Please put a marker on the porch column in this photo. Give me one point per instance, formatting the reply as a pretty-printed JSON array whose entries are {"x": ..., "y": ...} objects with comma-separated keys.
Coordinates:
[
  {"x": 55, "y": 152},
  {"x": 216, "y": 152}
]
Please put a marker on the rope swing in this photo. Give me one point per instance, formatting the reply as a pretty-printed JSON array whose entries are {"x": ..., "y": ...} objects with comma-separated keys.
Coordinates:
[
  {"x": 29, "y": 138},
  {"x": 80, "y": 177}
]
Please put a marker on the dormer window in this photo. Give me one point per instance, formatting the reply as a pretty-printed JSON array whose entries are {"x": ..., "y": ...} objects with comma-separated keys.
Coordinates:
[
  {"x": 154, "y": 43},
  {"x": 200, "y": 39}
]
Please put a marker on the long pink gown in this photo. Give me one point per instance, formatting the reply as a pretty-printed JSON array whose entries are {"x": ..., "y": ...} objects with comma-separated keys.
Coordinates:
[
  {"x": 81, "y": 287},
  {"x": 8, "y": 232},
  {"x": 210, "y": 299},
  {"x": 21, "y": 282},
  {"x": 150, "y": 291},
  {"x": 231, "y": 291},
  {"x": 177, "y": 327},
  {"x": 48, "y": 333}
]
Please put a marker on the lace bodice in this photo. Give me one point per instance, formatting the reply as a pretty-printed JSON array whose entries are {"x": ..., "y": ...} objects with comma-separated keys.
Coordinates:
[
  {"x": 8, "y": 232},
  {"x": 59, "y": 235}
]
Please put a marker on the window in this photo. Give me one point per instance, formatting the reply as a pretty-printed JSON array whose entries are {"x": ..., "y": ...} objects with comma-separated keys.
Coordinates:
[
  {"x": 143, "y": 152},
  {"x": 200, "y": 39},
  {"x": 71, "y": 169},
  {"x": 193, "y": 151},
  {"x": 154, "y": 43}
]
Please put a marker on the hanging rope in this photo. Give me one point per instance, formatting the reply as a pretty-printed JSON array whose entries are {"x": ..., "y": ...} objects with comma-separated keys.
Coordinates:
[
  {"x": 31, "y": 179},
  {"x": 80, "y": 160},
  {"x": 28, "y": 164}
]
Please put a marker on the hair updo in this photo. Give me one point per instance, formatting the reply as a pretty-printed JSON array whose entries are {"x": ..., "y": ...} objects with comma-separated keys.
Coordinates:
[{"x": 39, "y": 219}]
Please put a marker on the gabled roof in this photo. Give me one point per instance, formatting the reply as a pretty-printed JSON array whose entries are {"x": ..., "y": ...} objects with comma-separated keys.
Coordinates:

*Assigned task:*
Write out the whole listing once more, exactly as it reads.

*Response area:*
Please put a marker on the porch column in this photo. Give me one point per instance, formatting the reply as a pretty-printed JSON array whose entries are {"x": ..., "y": ...} objects with comma-separated keys.
Coordinates:
[
  {"x": 55, "y": 152},
  {"x": 216, "y": 152}
]
Please put a marker on the rope swing in this photo. Give me one point per instance, formatting the reply as a pretty-printed JSON array whose entries are {"x": ..., "y": ...} objects with comma-separated keys.
Coordinates:
[
  {"x": 29, "y": 138},
  {"x": 80, "y": 177}
]
Please put a marker on the dormer window in this photo. Give me one point per instance, formatting the reply as a pretty-printed JSON array whose entries are {"x": ..., "y": ...} objects with comma-separated keys.
Coordinates:
[
  {"x": 154, "y": 43},
  {"x": 200, "y": 39}
]
Please put a marker on the long pink gown in this photo. Give me one point per instance, formatting the reply as a pretty-printed JSON array whose entries are {"x": ..., "y": ...} objects with comma-separated keys.
Coordinates:
[
  {"x": 81, "y": 287},
  {"x": 8, "y": 232},
  {"x": 210, "y": 299},
  {"x": 21, "y": 282},
  {"x": 150, "y": 291},
  {"x": 231, "y": 291},
  {"x": 177, "y": 327},
  {"x": 48, "y": 333}
]
Please put a marker on the lace bodice in this photo. Give me one point per instance, formatting the reply as a pretty-printed JSON array whose entries are {"x": ..., "y": ...} objects with comma-separated keys.
Coordinates:
[
  {"x": 8, "y": 232},
  {"x": 59, "y": 235}
]
Please put a marker on the window in this photo. Give me one point per instance, formatting the reply as a pretty-printed JSON array whose entries are {"x": ..., "y": ...} objects with comma-separated keys.
Coordinates:
[
  {"x": 143, "y": 152},
  {"x": 200, "y": 39},
  {"x": 71, "y": 169},
  {"x": 193, "y": 151},
  {"x": 154, "y": 43}
]
Please put a marker on the hanging rope in this photo. Give me one point per instance, formatting the reply as a pretty-printed JSON array whose entries are {"x": ..., "y": ...} objects with comma-separated keys.
Coordinates:
[
  {"x": 31, "y": 179},
  {"x": 80, "y": 160},
  {"x": 28, "y": 164}
]
Please put a marker on the hair updo in this photo. Give me one point per instance, formatting the reply as a pretty-printed JSON array whose entries are {"x": ..., "y": ...} objects with comma-separated keys.
Coordinates:
[{"x": 39, "y": 219}]
Please put a marker on the gabled roof in this photo. Give me one point per instance, formatting the reply as a pretty-printed JSON array whose entries are {"x": ..., "y": ...} objects with comma-separated keys.
Coordinates:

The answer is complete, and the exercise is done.